What to work on
Copy the data from its first line through the line containing "xmin=54 ymin=76 xmax=76 ymax=91", text lines included, and shift every bounding-box coordinate up by 122. Leave the pictures out.

Items
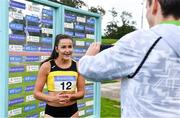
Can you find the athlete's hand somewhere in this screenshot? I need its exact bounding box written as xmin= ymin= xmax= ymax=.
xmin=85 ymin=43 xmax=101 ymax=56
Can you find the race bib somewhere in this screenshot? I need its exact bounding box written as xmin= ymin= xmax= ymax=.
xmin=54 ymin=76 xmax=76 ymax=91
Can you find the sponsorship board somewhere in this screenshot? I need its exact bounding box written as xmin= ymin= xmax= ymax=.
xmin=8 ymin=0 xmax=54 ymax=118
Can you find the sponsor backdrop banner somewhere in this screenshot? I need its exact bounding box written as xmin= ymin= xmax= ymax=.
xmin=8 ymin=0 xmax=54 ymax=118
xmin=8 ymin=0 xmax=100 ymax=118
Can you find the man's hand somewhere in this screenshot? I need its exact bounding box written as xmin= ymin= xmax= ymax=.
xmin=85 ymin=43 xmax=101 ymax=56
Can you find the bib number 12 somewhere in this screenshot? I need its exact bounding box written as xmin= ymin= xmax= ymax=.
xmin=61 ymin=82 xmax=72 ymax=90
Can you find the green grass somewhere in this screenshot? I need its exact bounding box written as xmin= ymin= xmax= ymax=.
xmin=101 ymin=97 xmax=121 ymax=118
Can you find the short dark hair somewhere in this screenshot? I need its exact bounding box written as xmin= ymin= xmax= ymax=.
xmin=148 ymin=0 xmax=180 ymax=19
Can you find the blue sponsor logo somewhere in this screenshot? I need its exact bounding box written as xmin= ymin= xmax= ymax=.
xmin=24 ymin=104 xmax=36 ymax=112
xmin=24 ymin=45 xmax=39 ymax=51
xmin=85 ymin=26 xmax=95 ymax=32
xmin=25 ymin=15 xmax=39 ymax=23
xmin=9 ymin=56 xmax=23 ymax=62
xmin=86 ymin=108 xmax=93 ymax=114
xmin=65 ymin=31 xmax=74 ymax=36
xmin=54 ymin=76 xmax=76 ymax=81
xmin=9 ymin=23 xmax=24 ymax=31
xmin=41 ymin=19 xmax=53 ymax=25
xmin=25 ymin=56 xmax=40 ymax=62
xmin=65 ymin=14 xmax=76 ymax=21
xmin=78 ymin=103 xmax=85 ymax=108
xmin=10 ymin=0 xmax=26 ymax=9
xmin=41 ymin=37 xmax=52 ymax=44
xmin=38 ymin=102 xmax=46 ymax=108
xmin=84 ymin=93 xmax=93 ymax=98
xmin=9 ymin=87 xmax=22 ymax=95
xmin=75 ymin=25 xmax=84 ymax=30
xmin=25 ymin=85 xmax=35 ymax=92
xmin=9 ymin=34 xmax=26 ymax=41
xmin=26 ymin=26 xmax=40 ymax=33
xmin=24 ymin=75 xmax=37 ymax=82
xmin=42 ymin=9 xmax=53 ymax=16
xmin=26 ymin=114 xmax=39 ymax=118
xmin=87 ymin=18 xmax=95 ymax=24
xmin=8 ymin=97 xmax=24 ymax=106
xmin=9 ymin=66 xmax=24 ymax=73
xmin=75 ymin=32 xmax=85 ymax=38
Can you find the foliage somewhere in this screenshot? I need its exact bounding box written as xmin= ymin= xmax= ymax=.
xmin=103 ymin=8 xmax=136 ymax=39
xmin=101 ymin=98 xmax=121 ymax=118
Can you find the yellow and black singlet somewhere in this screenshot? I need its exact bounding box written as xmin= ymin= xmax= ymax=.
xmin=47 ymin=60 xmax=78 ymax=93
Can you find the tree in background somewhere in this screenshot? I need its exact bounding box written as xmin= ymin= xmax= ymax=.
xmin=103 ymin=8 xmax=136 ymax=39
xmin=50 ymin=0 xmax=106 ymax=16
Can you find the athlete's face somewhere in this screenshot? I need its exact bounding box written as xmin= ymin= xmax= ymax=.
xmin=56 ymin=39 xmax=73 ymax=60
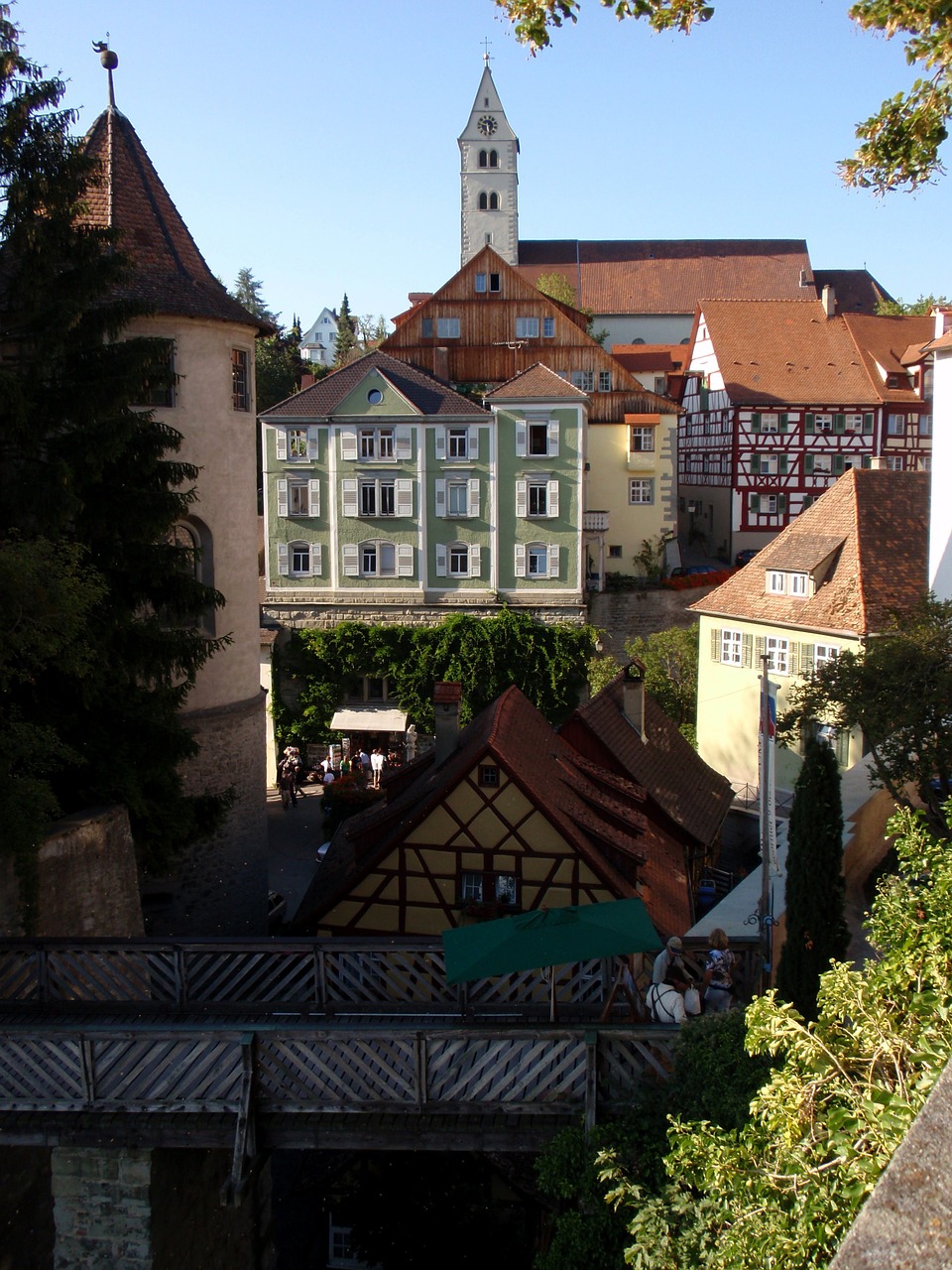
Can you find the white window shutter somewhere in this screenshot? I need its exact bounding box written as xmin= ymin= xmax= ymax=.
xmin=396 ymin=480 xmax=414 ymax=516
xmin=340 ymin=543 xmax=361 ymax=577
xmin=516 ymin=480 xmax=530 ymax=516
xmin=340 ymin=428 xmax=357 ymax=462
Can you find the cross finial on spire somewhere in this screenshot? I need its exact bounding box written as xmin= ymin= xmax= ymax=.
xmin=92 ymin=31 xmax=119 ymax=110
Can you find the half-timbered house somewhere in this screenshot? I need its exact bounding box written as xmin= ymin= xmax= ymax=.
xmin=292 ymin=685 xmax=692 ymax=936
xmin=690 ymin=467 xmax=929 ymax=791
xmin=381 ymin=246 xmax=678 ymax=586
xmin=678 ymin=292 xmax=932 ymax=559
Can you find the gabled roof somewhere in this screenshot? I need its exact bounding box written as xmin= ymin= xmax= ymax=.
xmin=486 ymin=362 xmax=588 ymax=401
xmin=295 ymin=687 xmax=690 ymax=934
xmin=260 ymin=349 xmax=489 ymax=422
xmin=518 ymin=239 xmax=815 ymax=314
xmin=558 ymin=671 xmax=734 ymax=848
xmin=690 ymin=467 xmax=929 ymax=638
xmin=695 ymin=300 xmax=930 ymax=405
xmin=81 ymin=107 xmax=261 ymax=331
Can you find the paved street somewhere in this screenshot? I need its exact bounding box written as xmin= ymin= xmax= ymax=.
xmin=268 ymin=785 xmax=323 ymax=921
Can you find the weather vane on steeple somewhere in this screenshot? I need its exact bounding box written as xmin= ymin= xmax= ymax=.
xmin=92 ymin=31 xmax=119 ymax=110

Expected answer
Can you find the athlete's hand somewhere in this screenshot? I need its exact bounding box written as xmin= ymin= xmax= ymax=.
xmin=207 ymin=165 xmax=223 ymax=178
Can you find the race bib somewhere in this screenshot? I need its exact bounding box written as xmin= ymin= xmax= ymax=.
xmin=176 ymin=198 xmax=198 ymax=213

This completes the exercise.